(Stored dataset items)
>>>>>
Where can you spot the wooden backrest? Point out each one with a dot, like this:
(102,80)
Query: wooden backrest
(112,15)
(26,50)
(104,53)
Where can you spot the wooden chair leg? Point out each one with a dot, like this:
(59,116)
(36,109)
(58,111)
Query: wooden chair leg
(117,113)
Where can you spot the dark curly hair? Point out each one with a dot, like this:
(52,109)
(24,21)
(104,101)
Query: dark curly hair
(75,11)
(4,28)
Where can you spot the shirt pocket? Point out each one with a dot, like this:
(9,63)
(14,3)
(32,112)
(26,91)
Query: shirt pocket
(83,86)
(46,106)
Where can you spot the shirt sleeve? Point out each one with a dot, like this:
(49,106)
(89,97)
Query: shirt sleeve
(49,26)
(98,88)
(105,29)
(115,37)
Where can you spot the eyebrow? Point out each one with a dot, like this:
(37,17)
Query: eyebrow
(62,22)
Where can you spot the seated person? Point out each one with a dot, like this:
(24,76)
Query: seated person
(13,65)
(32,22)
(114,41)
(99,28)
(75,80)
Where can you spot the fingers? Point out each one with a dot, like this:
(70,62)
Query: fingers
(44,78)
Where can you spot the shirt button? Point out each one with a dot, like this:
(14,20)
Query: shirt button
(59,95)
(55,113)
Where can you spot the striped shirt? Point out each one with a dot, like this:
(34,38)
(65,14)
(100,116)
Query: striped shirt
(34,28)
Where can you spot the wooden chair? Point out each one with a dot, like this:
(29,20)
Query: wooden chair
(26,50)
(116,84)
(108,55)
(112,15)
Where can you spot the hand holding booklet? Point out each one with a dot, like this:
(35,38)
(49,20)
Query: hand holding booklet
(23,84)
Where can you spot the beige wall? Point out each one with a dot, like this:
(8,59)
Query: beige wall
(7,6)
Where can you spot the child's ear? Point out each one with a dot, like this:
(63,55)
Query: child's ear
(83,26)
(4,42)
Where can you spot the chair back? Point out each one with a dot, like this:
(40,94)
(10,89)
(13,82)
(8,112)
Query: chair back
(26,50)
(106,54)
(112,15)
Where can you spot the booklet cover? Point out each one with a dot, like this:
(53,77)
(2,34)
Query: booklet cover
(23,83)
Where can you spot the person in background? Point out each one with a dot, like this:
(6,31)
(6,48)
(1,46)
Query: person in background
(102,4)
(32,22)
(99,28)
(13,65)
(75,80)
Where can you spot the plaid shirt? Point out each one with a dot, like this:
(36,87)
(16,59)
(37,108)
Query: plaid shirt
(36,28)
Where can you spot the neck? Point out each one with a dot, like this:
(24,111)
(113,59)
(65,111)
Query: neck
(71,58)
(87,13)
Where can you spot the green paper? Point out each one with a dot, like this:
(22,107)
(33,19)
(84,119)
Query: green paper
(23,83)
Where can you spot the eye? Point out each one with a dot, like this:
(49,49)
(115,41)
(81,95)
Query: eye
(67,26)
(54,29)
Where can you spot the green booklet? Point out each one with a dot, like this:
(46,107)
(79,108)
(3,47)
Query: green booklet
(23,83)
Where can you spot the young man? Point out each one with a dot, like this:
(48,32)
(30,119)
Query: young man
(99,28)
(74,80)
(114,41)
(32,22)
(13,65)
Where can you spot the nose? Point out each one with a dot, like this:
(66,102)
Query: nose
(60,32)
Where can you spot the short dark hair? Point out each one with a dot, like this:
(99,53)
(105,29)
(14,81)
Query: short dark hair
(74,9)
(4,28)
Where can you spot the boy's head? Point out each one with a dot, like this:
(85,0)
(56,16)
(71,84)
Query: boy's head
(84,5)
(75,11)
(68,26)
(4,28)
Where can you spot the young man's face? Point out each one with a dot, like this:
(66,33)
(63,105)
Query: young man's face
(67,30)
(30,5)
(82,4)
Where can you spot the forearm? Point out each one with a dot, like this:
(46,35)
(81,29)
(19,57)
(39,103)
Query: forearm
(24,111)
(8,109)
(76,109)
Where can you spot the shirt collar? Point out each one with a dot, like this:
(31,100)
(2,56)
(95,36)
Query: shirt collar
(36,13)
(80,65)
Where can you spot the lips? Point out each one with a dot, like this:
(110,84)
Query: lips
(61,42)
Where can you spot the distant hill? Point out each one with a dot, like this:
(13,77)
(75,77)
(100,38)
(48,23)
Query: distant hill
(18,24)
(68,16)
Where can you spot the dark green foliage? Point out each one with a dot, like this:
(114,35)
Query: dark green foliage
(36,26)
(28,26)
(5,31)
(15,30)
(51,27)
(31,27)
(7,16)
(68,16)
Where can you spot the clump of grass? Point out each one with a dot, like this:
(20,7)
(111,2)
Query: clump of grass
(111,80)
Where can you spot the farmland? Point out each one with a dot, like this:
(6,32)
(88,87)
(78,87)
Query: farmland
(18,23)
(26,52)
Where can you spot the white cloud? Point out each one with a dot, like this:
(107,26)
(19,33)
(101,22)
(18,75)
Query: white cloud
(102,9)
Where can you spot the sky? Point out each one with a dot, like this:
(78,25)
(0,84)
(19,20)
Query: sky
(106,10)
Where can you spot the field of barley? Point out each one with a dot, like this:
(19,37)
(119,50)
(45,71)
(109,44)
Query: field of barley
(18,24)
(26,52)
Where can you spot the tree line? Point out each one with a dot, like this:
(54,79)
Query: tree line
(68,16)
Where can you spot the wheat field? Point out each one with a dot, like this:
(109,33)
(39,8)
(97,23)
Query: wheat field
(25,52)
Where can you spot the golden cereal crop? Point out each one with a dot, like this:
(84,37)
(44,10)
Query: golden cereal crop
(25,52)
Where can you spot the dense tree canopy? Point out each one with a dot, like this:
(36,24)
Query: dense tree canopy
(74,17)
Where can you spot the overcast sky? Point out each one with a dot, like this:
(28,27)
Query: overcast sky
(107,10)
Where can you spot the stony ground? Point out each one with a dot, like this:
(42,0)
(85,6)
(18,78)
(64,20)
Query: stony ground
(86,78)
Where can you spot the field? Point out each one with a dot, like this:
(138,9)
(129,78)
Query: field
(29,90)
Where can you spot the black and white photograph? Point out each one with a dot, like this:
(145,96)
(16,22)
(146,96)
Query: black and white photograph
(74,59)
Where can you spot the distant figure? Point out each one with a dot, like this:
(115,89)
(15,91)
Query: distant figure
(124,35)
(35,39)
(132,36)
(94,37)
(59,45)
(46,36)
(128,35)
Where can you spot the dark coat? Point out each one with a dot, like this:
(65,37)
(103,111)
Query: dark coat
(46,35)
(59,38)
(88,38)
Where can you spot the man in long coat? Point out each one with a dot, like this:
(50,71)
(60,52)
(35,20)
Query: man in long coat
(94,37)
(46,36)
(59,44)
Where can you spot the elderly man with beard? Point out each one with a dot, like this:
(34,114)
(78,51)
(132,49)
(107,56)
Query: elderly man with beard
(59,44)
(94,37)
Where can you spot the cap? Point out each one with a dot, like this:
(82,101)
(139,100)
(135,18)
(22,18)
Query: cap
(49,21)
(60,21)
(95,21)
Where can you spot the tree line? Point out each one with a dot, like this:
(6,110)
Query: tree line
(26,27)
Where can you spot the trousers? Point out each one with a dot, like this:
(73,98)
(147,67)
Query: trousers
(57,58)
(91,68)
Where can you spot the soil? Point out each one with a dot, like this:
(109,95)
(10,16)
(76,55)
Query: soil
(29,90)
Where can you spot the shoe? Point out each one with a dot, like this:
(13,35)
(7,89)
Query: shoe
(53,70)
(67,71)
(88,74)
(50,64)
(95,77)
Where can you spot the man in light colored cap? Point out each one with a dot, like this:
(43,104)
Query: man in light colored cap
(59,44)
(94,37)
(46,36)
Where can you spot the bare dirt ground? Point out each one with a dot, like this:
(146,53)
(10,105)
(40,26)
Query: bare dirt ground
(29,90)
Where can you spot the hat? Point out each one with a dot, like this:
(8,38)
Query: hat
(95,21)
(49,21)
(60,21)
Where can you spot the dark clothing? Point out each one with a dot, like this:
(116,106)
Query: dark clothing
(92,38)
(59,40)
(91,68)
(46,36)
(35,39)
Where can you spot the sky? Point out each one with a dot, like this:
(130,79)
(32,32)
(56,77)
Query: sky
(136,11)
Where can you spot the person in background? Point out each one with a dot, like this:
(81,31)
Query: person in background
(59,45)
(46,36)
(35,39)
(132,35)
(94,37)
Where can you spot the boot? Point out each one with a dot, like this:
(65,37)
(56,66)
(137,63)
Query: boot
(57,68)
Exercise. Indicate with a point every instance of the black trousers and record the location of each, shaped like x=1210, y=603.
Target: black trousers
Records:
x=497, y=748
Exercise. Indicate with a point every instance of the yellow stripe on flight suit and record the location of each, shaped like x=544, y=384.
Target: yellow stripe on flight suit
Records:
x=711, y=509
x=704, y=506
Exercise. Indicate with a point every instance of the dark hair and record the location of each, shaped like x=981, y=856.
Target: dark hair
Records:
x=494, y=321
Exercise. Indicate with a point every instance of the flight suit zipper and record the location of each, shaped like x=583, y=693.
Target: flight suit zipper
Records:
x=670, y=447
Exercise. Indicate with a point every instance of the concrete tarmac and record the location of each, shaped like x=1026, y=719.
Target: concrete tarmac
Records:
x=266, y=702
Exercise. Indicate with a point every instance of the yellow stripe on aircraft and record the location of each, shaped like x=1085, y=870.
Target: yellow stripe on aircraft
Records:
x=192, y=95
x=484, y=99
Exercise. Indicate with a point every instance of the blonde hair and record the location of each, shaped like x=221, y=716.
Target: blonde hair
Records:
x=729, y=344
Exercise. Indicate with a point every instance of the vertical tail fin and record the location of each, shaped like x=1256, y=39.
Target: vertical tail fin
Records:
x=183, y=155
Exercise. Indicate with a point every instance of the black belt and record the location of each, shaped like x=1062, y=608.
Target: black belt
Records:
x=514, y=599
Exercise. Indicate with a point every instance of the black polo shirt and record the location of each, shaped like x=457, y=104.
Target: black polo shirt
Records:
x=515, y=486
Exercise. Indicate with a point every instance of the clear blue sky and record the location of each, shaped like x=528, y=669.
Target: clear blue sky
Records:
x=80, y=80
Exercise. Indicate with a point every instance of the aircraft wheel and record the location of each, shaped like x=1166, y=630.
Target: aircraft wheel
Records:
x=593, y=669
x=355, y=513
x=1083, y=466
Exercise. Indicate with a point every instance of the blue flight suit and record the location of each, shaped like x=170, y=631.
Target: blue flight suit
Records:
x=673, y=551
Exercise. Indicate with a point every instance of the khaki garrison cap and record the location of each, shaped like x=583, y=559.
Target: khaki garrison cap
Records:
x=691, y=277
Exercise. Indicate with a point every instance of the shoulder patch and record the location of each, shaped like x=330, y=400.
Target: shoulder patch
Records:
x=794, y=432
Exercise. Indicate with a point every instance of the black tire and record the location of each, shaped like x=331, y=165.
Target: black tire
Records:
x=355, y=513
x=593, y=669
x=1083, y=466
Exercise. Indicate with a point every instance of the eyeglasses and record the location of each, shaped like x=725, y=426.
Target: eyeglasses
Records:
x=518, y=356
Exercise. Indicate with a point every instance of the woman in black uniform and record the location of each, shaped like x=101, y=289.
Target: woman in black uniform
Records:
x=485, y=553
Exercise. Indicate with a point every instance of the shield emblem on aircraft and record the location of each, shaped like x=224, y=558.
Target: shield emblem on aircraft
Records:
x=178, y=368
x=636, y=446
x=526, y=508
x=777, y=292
<<<<<
| DIRECTIONS FOR THIS TASK |
In the records above, find every line containing the word "belt" and show it.

| RESULT BELOW |
Exercise. Indicate with a point every instance of the black belt and record the location of each, shaped like x=1062, y=608.
Target: black belt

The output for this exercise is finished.